Tasks and exercises:
1/ Which semantic markup language does the reply in the mailing list message name?
2/ From the mailing list message, copy everything from "The idea of" down to "DB / X-pah etc.", switching "RDB" to "relational database".
3/ What benefits does the reply in the mailing list message attribute to handling the data in an RDB done right?

Given passage:
[Biodevelopers] RDBMS and Bioinformatics

Dan Bolser dmb at mrc-dunn.cam.ac.uk
Tue Mar 16 13:19:49 EST 2004


On Tue, 16 Mar 2004, Patrick McConnell wrote:

> 
> 
> 
> 
> I think some types of data are better represented by XML.  For example,
> hierarchical data.  Also, document-oriented data is better stored as XML.
> For example, a scientific article that has been marked up with useful
> information.  Storing and indexing something like "<Author>John
> Doe</Author> used a <ScientificTechnique>microarray</ScientificTechnique>
> to do blah" would be very complicated in a relational database.
> 
> Am I wrong?

No, of course you are not wrong, but the thing is that you could do the
above in an RDB, and (if you do it right) the data model is very clear,
the data is normal it is easy to search and integrate, easy to make tab
delimited dumps of, and best of all you have internal constraints on the
data. The query system is (or can be) optimal, because of the sound maths
underneath. I still agree with your point though...

The idea of markup is truely powerfull. I had forgotten that XML is a
markup language! You are absolutely right that documents don't fit RDB
well. Also, while hierarchical data is very easy and just as flexible, XML
is more intuativly hierarchical, while RDB stores an abstract hierarchy
which is not easy to query.

Still, I would be more in favour of developing hierarchical indexes for
SQL to allow better querying features (i.e. an sql native tree data
type?), and semantic markup languages like DAML, while never using XML
object models / object DB / X-pah etc.

Cheers,
Dan.

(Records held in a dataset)
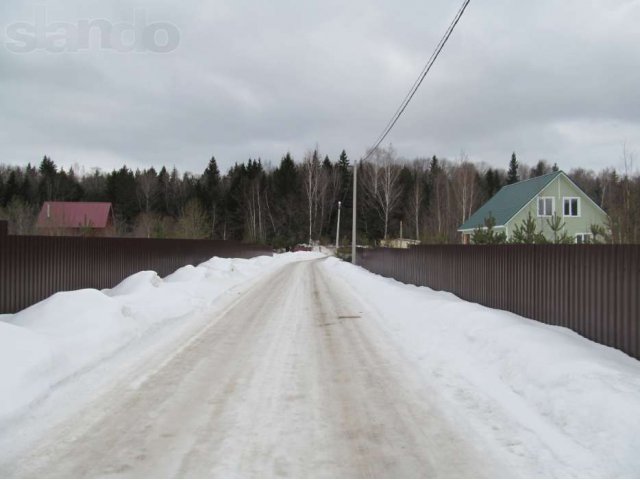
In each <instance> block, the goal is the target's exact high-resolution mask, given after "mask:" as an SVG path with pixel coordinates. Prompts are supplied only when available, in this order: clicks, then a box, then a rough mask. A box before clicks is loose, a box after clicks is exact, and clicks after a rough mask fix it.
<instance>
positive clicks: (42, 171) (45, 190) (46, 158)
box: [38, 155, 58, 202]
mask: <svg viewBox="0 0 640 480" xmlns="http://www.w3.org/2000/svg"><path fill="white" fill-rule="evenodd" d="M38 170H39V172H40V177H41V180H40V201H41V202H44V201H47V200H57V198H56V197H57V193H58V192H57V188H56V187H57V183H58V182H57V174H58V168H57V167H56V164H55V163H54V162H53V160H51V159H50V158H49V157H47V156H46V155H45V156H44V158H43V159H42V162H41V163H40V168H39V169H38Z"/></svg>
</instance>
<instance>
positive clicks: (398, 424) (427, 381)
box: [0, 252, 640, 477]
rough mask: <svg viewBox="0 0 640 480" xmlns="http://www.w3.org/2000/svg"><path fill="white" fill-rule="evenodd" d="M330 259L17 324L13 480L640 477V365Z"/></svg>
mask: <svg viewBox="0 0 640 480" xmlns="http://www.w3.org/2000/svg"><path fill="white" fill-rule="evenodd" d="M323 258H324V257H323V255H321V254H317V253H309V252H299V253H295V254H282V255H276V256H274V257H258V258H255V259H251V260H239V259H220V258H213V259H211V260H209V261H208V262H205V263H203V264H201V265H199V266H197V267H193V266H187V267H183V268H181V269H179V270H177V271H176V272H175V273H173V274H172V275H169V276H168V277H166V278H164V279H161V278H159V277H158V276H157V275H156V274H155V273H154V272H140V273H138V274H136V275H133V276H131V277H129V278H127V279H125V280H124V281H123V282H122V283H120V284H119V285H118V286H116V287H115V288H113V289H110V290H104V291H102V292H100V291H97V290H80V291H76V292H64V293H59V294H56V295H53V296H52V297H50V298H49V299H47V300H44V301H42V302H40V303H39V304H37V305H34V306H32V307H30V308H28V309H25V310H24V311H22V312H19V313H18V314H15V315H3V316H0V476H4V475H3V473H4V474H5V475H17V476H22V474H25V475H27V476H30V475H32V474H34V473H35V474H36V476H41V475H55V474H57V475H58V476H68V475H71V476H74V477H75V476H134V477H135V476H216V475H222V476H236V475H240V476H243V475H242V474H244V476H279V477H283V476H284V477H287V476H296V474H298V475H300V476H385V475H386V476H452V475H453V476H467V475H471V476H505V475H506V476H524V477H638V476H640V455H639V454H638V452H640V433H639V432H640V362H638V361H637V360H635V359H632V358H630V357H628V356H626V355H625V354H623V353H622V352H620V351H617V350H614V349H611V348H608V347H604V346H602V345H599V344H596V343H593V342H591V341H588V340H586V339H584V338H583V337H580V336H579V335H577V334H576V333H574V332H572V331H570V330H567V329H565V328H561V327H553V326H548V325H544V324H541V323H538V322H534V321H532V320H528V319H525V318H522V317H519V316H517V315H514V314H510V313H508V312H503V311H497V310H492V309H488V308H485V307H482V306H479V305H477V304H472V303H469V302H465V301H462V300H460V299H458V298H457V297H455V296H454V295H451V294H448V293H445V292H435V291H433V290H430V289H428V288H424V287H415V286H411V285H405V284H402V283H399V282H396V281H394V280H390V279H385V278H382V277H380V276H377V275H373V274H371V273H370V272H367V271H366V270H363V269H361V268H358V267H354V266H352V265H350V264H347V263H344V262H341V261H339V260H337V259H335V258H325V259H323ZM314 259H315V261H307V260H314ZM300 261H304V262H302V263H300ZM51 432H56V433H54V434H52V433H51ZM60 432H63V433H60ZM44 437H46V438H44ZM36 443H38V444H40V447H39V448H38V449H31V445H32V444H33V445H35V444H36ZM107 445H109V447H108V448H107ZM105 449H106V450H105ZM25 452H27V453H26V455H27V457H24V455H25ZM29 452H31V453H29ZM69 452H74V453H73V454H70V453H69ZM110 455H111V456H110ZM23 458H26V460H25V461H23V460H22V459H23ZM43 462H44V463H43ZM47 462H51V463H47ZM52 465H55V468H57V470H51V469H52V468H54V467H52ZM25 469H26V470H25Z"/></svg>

Answer list:
1/ DAML

2/
The idea of markup is truely powerfull. I had forgotten that XML is a
markup language! You are absolutely right that documents don't fit relational database
well. Also, while hierarchical data is very easy and just as flexible, XML
is more intuativly hierarchical, while relational database stores an abstract hierarchy
which is not easy to query.

Still, I would be more in favour of developing hierarchical indexes for
SQL to allow better querying features (i.e. an sql native tree data
type?), and semantic markup languages like DAML, while never using XML
object models / object DB / X-pah etc.

3/
- A very clear data model
- Normal data
- Easy searching and integration
- Easy tab-delimited dumps
- Internal constraints on the data
- An optimal query system, owing to the sound math underneath